(THE TASK): In the records below, copy every line from the one containing "Each instance of the side" down to the one containing "[(519, 181)]", both included, with the requests kept unchanged. Rescale each coordinate in the answers by multiplying it by 0.95 and rounding to a whole number, with halves rounded up, and give nothing else.

◇ ◇ ◇ ◇

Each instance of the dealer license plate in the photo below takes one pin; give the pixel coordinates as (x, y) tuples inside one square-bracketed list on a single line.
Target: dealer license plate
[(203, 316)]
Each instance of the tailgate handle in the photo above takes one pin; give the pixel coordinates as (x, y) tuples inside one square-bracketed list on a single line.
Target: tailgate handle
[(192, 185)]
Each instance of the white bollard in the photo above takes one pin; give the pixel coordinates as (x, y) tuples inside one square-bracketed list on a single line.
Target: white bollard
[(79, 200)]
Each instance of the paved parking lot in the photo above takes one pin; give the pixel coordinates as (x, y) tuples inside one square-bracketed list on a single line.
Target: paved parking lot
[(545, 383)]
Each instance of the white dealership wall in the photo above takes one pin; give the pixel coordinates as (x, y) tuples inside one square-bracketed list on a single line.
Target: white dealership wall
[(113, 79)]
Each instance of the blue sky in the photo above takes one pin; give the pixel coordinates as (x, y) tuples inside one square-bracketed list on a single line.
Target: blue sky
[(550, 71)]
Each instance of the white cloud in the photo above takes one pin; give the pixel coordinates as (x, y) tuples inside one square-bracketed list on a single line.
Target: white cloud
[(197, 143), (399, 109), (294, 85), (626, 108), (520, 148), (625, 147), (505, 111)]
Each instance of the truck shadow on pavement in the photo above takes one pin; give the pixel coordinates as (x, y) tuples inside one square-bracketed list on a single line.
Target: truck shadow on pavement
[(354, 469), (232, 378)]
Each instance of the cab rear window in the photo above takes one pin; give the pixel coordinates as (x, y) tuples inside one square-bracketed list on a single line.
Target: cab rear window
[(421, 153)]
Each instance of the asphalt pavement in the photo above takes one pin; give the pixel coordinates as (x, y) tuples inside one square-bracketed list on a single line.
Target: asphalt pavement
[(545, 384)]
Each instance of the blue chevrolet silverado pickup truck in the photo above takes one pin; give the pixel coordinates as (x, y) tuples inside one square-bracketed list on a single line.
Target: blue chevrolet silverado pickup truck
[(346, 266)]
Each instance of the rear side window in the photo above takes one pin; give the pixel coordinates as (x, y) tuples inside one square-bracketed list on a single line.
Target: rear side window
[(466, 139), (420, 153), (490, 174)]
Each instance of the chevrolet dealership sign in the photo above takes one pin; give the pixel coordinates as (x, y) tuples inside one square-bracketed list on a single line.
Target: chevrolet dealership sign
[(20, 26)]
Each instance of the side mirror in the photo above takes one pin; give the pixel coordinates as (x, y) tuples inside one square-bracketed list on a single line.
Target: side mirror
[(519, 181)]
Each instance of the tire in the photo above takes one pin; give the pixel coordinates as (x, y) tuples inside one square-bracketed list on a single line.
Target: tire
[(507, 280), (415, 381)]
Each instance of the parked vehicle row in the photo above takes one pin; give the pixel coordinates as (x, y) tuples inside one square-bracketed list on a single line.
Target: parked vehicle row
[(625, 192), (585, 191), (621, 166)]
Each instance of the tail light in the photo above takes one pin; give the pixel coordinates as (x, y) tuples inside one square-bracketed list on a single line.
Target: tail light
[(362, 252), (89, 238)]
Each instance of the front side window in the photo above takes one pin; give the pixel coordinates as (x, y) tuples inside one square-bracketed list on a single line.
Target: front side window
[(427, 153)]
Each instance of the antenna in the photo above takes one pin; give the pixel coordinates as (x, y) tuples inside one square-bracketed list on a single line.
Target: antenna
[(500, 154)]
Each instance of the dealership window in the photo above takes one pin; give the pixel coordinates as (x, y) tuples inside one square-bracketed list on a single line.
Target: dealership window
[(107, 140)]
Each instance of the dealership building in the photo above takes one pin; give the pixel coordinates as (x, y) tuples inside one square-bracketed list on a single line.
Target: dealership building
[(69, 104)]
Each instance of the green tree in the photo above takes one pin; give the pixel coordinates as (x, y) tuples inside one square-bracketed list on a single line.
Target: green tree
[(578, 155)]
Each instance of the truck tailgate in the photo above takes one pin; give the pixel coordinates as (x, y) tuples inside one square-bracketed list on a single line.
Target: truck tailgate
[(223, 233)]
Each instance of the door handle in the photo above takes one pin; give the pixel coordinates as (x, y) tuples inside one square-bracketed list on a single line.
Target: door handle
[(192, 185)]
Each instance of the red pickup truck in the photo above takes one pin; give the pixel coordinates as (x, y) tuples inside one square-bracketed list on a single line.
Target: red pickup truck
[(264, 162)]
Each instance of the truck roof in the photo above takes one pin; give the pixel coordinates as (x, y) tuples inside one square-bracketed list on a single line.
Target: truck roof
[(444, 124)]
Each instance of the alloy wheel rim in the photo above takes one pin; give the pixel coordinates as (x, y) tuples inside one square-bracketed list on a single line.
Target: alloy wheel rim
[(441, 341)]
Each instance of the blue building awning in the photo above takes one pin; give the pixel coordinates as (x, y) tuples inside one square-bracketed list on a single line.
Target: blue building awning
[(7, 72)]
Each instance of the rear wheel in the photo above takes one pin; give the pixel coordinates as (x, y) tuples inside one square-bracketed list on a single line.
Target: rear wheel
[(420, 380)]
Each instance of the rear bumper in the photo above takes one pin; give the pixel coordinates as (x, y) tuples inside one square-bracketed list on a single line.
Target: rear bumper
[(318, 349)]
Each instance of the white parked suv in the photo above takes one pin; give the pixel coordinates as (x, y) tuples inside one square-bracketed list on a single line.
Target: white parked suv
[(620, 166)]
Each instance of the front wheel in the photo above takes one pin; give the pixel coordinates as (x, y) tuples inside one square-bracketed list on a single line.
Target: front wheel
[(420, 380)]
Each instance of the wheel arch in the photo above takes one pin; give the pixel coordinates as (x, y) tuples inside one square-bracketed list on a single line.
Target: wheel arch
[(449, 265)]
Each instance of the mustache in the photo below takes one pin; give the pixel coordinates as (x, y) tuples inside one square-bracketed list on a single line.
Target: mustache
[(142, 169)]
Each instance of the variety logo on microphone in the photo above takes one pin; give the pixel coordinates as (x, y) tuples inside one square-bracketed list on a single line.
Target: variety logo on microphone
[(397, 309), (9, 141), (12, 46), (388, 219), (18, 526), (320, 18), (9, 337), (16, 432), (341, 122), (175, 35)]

◇ ◇ ◇ ◇

(THE RESULT):
Each instance of the side mirror in the photo above takes one pin; give the pixel coordinates as (x, y) tuples inside one square-bracketed list on a single line.
Target: side mirror
[(493, 172)]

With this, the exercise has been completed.